■ **EXERCISE DETAILS**
Lay out every line of the items below as a numbered list, skipping any blank lines. Leave the pictures out.

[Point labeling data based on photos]
○ ○ ○ ○ ○ ○ ○
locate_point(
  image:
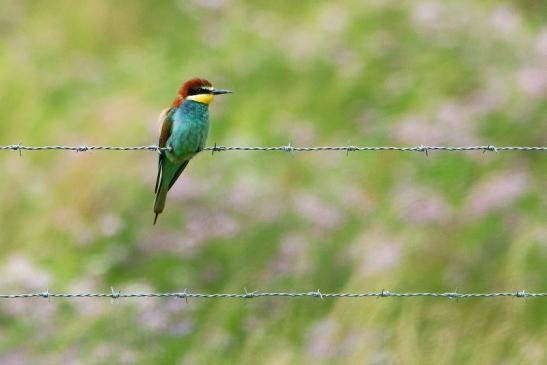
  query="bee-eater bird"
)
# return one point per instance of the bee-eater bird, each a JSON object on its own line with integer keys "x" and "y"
{"x": 184, "y": 130}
○ ○ ○ ○ ○ ○ ○
■ **TASK RESULT**
1. locate_point(
2.   image:
3.   query="bee-eater bird"
4. )
5. # return one point per instance of the bee-eater bird, each a JSON object on its own line with integer keys "x" and "y"
6. {"x": 184, "y": 130}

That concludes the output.